DeeAnn Weir is an Agape Licensed Spiritual Practitioner, Reiki Master, Aura Soma Practitioner; she is currently studying to be an ordained Interfaith Minister at One Spirit Interfaith Seminary. She teaches and facilitates workshops and classes in meditation, Reiki, affirmative prayer, the principles of New Thought/Ancient Wisdom and The Science of Mind. Her private practice, A Radiant Joy, utilizes an inclusive, integrative holistic approach based on Universal Spiritual Principles and Truths, spiritual counseling, meditation techniques and various energy healing modalities. She resides in Princeton, NJ and is affiliated with Agape International Spiritual Center, in Los Angeles, CA and the Center for Spiritual Living, in Princeton, NJ. In addition to writing a weekly blog for Fellowship In Prayer, DeeAnn is also the administrator for their Online Community.

→ **Stated task**: According to the biography of DeeAnn Weir, at which seminary is she studying to become an ordained Interfaith Minister?

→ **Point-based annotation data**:
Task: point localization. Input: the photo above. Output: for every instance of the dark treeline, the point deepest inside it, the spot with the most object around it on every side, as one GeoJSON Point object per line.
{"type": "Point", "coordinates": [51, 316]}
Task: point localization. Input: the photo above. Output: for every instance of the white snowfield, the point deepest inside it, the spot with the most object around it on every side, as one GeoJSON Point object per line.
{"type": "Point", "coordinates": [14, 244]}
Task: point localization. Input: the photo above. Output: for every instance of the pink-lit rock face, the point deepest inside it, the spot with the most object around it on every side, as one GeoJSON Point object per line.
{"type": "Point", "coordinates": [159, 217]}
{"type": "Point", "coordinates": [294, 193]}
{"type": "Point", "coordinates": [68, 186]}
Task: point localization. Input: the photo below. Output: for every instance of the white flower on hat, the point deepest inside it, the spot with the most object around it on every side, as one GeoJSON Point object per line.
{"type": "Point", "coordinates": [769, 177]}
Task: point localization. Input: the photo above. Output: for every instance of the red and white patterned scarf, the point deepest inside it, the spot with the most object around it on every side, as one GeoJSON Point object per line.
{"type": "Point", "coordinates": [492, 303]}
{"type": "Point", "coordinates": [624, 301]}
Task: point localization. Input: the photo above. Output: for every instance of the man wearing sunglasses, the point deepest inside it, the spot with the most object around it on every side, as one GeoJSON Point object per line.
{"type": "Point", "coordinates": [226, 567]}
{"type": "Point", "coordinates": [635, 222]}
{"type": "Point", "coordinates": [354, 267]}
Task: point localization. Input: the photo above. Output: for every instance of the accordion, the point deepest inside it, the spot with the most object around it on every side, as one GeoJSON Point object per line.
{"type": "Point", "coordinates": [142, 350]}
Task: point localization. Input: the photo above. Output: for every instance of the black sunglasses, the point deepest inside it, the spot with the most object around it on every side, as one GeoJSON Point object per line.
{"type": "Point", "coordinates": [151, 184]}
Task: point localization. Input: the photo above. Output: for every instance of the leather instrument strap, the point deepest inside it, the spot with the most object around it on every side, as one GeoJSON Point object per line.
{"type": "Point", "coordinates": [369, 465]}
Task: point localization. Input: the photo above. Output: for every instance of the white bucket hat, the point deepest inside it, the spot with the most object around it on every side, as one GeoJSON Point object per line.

→ **Full response**: One Spirit Interfaith Seminary